Provided passage: Begin

COLUMBUS, Ohio (AP) — What's brewing with the 2013 Ohio State Buckeyes ...
BUCKEYES BUZZ: Since Ohio State is favored by 32 points at Purdue on Saturday, it's important to once again fall back on the words of head coach Urban Meyer when it comes to the BCS and running up the score.
Meyer was asked on the Big Ten coaches teleconference this week about the balancing act that he faces, trying to impress voters and move up in the BCS with a lopsided win while retaining a sense of sportsmanship.
"I don't really look at winning with style points; I just want our guys to play," Meyer said. "The biggest issue I have is the injury component, that's why we pull them out in the third quarter. Then there's also great coaches on the other side. I've been on that other side at other times. You take those (factors) all into consideration."
Some Penn State backers were critical of Meyer for the margin in Saturday's 63-14 beat-down of the Nittany Lions.

Provided passage: End
Input data: Begin

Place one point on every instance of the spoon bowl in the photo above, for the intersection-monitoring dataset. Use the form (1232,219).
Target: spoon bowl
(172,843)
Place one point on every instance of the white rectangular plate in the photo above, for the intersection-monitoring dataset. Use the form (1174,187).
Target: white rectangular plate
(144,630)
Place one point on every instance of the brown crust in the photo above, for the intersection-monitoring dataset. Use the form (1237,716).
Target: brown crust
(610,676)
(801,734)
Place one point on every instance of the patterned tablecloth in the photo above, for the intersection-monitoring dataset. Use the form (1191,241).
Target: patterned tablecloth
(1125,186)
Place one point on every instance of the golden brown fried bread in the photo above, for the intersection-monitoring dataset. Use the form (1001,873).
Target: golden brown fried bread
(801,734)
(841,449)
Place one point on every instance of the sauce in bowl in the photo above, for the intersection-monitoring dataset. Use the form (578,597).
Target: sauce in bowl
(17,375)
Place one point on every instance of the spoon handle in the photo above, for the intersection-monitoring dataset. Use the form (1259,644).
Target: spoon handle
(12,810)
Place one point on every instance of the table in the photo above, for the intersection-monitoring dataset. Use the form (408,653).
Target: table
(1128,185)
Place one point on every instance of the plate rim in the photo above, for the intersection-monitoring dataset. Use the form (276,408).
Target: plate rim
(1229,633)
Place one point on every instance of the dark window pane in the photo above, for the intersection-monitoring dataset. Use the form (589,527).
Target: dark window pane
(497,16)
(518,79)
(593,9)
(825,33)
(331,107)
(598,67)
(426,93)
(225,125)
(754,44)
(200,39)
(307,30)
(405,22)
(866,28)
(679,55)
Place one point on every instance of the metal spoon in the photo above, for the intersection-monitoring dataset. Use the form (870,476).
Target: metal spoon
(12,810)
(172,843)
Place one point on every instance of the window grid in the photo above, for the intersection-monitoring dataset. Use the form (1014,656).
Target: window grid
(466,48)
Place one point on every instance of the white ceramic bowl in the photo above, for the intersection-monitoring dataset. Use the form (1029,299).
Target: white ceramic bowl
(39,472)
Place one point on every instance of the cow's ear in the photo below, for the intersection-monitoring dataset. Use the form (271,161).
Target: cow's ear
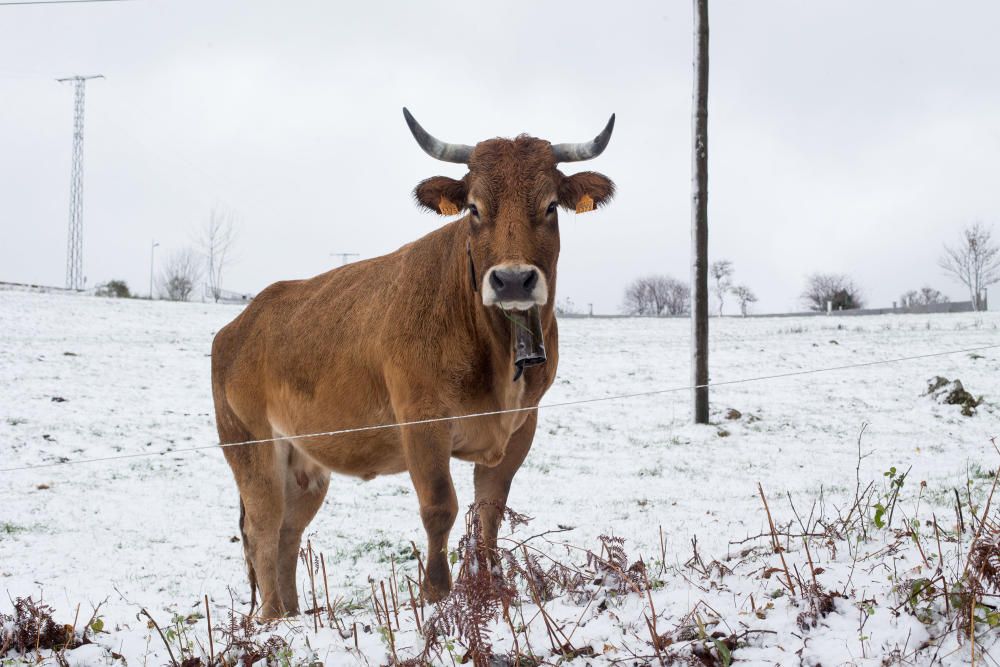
(585,191)
(441,194)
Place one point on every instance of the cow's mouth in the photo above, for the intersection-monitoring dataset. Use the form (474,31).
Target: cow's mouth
(527,337)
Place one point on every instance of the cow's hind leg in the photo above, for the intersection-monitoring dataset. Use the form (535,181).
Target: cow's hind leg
(305,488)
(493,483)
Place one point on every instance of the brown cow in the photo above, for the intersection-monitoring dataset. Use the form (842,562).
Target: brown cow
(420,333)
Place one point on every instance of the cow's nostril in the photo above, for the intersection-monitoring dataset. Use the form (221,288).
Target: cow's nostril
(495,280)
(531,280)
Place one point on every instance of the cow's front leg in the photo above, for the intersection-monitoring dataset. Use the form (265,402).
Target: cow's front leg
(427,449)
(493,483)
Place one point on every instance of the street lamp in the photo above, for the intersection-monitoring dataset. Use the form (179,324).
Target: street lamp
(152,251)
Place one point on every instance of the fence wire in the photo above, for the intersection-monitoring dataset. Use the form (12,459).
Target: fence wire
(493,413)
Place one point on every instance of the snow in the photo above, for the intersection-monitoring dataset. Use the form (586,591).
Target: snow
(87,377)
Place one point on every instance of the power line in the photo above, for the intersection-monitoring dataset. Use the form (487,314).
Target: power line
(493,413)
(54,2)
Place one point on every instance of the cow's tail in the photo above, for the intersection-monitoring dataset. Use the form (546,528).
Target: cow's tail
(251,574)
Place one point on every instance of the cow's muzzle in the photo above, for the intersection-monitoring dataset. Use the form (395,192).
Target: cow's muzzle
(515,287)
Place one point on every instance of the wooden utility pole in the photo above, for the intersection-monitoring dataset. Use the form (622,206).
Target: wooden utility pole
(699,216)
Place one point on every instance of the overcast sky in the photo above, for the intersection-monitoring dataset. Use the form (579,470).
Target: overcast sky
(845,136)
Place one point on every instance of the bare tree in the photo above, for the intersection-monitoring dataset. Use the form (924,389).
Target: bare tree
(179,275)
(925,296)
(657,295)
(745,296)
(837,289)
(218,238)
(722,273)
(975,262)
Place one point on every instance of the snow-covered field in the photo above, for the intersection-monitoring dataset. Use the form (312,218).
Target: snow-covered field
(84,377)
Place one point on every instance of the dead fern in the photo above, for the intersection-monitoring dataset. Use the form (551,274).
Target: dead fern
(245,646)
(31,627)
(480,593)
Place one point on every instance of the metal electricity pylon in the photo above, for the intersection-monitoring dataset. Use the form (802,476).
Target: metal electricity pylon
(74,243)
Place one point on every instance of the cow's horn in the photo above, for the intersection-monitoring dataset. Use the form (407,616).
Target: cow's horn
(586,150)
(434,147)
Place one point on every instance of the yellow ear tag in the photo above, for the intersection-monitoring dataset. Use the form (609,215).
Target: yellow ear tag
(585,204)
(447,207)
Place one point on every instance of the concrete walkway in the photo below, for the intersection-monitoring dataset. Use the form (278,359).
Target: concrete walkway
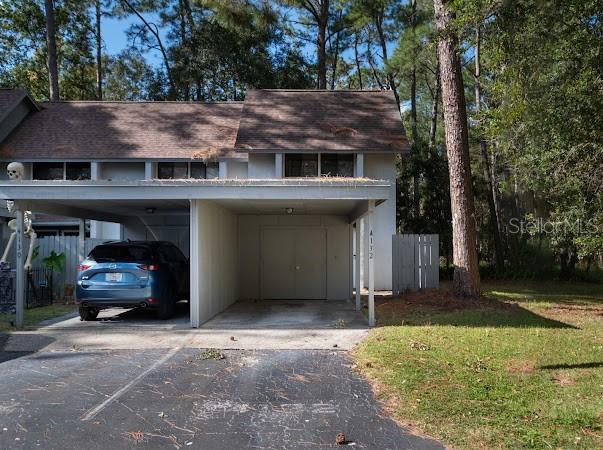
(245,325)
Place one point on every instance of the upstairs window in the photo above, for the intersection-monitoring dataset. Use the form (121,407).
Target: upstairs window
(337,165)
(182,170)
(48,171)
(172,171)
(301,165)
(61,171)
(77,171)
(213,170)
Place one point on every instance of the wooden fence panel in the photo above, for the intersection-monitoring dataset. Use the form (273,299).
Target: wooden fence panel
(415,262)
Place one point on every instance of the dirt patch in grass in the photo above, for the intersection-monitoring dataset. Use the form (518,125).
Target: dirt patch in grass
(437,300)
(562,379)
(520,367)
(575,309)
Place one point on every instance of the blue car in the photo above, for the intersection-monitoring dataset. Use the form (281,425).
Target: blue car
(129,274)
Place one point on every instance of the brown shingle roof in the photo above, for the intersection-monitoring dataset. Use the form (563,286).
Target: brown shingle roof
(290,120)
(115,130)
(9,98)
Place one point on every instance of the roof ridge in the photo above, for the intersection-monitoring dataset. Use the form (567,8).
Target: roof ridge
(155,102)
(326,91)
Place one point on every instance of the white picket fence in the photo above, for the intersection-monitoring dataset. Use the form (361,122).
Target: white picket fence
(69,246)
(415,262)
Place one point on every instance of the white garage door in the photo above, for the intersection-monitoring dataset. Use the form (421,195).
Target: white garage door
(294,262)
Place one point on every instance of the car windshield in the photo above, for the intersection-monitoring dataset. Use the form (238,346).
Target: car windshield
(120,253)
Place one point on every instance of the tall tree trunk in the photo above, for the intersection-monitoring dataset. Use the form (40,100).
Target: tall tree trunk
(369,58)
(322,23)
(51,44)
(434,108)
(335,55)
(99,59)
(498,248)
(466,269)
(413,75)
(186,59)
(390,76)
(173,92)
(357,59)
(413,109)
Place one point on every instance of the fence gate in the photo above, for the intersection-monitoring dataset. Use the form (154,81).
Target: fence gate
(415,262)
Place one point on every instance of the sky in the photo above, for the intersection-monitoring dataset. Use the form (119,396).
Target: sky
(115,39)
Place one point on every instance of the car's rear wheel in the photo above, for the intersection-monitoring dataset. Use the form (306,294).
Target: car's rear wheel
(166,308)
(87,313)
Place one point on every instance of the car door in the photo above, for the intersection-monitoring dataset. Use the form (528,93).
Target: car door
(178,266)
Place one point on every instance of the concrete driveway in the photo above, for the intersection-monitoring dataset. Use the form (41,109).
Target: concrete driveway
(176,398)
(278,376)
(245,325)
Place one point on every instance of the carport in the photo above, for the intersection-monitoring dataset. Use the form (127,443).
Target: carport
(249,239)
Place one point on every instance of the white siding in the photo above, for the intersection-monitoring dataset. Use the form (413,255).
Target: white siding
(383,167)
(214,253)
(338,251)
(236,169)
(261,166)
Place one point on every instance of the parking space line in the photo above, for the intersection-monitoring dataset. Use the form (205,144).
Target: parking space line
(91,414)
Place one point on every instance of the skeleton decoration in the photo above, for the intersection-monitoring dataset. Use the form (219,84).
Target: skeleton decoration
(16,172)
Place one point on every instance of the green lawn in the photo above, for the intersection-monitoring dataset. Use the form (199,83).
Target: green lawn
(522,371)
(35,315)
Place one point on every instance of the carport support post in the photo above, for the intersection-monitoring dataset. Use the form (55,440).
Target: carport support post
(371,254)
(81,241)
(19,271)
(357,265)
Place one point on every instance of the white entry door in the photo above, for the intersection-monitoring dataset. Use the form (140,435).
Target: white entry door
(294,262)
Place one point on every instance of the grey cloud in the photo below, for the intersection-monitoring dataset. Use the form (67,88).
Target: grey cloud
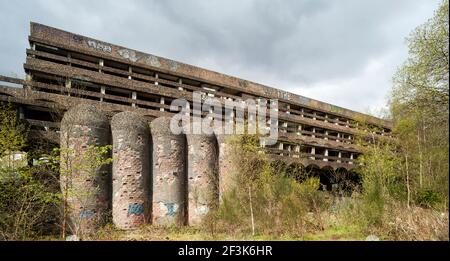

Input data: End

Please check each statement below against the Ohio State football report above and answer yes or no, quoting the words of the report that decide it.
1. Ohio State is favored by 32 points in its game at Purdue.
2. Meyer says his players are taken out in the fourth quarter because of injury concerns.
3. Ohio State beat Penn State 63-14.

**Task solution:**
1. Yes: "Ohio State is favored by 32 points at Purdue on Saturday"
2. No: "that's why we pull them out in the third quarter"
3. Yes: "Saturday's 63-14 beat-down of the Nittany Lions"